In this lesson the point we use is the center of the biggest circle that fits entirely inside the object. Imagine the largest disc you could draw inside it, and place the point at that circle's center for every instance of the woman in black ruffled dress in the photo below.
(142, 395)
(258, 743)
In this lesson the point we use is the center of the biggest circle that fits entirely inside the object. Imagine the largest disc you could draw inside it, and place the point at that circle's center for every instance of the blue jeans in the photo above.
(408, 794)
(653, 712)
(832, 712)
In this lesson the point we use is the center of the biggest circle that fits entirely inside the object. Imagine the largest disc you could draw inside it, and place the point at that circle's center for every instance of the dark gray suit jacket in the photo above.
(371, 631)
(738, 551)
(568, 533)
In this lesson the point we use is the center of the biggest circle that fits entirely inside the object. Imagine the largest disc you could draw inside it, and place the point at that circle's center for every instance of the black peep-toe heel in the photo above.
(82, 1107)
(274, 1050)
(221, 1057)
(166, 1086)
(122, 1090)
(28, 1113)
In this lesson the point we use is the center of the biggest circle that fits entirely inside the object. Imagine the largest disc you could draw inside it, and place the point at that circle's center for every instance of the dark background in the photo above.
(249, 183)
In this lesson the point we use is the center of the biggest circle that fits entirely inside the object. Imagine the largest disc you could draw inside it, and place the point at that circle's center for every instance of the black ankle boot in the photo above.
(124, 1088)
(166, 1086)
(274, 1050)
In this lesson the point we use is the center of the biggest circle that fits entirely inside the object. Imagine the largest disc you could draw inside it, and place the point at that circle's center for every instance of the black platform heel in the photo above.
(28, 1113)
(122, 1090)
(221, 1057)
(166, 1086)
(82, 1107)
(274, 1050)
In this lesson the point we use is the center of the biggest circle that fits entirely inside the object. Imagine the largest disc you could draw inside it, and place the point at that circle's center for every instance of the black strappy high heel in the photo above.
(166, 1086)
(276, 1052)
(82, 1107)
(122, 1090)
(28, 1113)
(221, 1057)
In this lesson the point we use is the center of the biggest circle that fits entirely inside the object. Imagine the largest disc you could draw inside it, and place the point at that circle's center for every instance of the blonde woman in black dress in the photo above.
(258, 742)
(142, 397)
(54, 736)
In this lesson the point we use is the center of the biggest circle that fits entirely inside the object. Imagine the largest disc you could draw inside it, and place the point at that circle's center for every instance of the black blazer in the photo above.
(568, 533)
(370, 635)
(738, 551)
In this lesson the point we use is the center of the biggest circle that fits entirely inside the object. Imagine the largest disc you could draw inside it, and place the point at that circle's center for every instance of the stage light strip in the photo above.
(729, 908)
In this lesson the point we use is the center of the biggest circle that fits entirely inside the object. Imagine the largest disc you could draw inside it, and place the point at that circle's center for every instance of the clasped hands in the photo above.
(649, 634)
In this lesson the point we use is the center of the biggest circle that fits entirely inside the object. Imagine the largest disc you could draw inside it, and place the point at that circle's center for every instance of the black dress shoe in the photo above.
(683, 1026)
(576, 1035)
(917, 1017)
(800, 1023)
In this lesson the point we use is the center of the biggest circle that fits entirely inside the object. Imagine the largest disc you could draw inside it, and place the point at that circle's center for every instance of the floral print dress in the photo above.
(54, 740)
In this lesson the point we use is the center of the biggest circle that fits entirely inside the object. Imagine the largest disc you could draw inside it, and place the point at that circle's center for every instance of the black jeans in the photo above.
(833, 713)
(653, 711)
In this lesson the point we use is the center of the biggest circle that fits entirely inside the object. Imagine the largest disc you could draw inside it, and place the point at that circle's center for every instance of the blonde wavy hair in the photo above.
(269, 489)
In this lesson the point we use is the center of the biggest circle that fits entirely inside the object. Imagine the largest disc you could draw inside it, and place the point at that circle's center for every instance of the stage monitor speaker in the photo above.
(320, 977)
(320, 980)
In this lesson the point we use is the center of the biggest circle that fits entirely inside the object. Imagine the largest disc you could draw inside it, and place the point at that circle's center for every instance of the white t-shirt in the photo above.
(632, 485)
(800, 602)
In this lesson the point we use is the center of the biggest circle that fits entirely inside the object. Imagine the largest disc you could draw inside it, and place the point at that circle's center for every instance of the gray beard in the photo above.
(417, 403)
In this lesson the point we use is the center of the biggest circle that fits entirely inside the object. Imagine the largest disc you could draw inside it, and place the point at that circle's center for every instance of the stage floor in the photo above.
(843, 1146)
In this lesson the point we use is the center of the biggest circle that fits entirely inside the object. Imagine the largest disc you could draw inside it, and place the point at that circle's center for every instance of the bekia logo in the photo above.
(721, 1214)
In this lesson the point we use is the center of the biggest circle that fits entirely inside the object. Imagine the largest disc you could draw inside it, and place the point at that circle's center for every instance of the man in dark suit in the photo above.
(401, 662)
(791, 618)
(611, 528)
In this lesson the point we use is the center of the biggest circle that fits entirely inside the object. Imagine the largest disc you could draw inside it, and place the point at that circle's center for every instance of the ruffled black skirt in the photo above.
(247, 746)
§ §
## Directive
Copy the lines of the listing from the one containing "speaker in the photo above." through the end of the listing, replacing "disc" with "circle" and leaving everything else unchanged.

## Solution to the problem
In this lesson the point we use is the center of the biggest circle that fits entirely inside the object. Imagine the largest circle you could draw inside it, and place the point at that circle's center for every instance of the stage monitor speaker in the photo above.
(320, 977)
(320, 980)
In this lesson the point we use is the center of the biggest circle that fits entirely inside the object. Imagine the largest circle you could draw inside it, and place the point at that circle's center for every instance of the white t-shirt in the photo above.
(632, 485)
(800, 602)
In this lesson the point we use is the center of the biggest circle that fits entirely inside the object. Imagine the largest circle you could draw inside it, and place the point at that circle's center for every instance of the gray beard in the photo above.
(417, 403)
In this lesson the point we use is the center of the biggest circle that fits entirely inside the object. Imagine the largest circle you could draw inside it, and place the point at that circle's center for every instance of the stage floor in the photo above.
(843, 1146)
In this lesson the point we use is the center of the biggest circle that fits entirely inside the object. Imagine the largest circle you could draw inside it, and place the point at that circle's center for every instance of the bekia logo in the photo above.
(721, 1214)
In this lesson the point we use is the center of the biggest circle that fits entirely inside the object. Imagine the largest circle you could draw inside it, and place the point at that circle's center for every instance of the man in dark suit in the photo above.
(401, 662)
(791, 618)
(611, 528)
In this lesson the point we use is the center of the biggest circle that fits entirely inside the object. Imagine the largest circle you could draw inside it, and place the point at that circle's center for every instance of the ruffled black skirt in the photo above.
(247, 746)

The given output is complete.